(Image point annotation entries)
++++++
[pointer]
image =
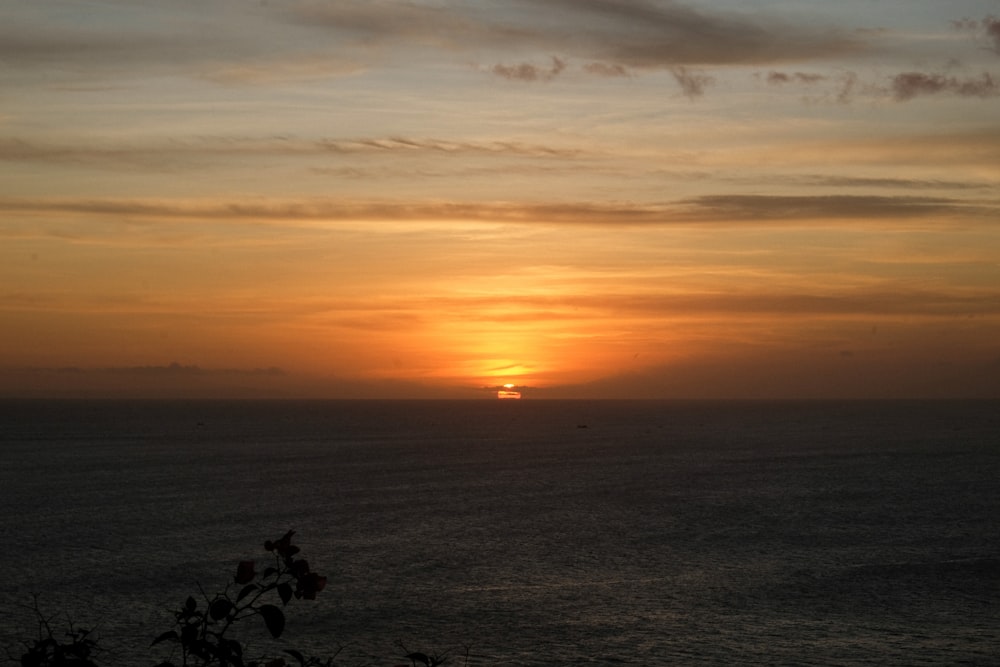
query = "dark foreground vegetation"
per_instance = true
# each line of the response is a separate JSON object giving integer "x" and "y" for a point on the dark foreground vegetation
{"x": 210, "y": 630}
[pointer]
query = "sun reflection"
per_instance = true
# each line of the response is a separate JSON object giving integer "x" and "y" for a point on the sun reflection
{"x": 508, "y": 392}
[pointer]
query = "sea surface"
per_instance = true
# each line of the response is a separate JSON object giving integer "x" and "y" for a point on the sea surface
{"x": 520, "y": 532}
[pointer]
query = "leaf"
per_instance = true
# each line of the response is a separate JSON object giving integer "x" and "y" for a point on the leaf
{"x": 285, "y": 592}
{"x": 169, "y": 634}
{"x": 220, "y": 608}
{"x": 274, "y": 619}
{"x": 247, "y": 590}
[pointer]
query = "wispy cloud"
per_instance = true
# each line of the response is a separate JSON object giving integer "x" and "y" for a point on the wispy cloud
{"x": 692, "y": 84}
{"x": 627, "y": 33}
{"x": 907, "y": 85}
{"x": 204, "y": 150}
{"x": 705, "y": 209}
{"x": 530, "y": 72}
{"x": 987, "y": 29}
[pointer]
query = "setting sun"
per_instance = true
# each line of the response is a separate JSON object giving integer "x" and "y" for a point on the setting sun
{"x": 508, "y": 392}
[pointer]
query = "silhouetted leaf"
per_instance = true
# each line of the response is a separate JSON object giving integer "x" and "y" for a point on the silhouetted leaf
{"x": 285, "y": 592}
{"x": 220, "y": 608}
{"x": 170, "y": 634}
{"x": 247, "y": 590}
{"x": 274, "y": 619}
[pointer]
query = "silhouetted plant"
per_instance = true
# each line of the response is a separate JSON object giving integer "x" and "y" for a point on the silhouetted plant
{"x": 75, "y": 649}
{"x": 202, "y": 632}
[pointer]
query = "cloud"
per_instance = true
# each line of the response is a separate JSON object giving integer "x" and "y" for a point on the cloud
{"x": 705, "y": 209}
{"x": 778, "y": 78}
{"x": 987, "y": 28}
{"x": 529, "y": 72}
{"x": 628, "y": 33}
{"x": 164, "y": 156}
{"x": 692, "y": 83}
{"x": 907, "y": 85}
{"x": 850, "y": 207}
{"x": 606, "y": 69}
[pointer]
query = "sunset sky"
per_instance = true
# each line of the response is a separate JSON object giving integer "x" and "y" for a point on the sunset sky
{"x": 582, "y": 198}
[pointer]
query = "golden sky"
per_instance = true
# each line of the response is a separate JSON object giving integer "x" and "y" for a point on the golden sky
{"x": 583, "y": 198}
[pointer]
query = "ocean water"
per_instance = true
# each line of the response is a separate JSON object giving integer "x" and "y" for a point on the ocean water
{"x": 521, "y": 532}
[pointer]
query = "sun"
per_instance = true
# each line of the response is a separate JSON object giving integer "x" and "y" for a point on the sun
{"x": 508, "y": 392}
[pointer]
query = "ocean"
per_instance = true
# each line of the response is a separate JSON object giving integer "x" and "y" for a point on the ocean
{"x": 520, "y": 532}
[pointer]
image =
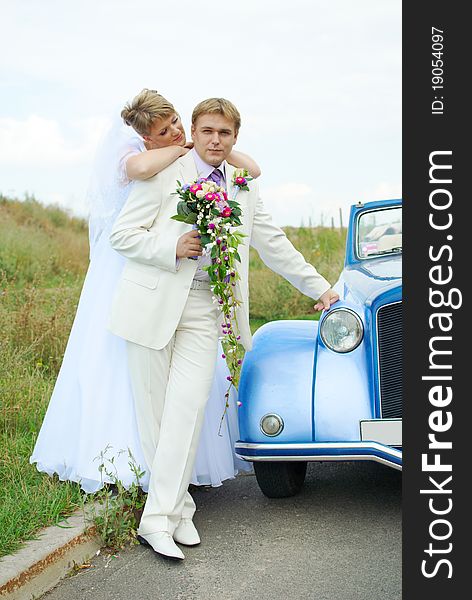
++++++
List every line of the material above that contains the string "water".

- **Task response**:
query = "ocean water"
# each line of the response is a separate JSON object giving integer "x" and "y" for a point on the ocean water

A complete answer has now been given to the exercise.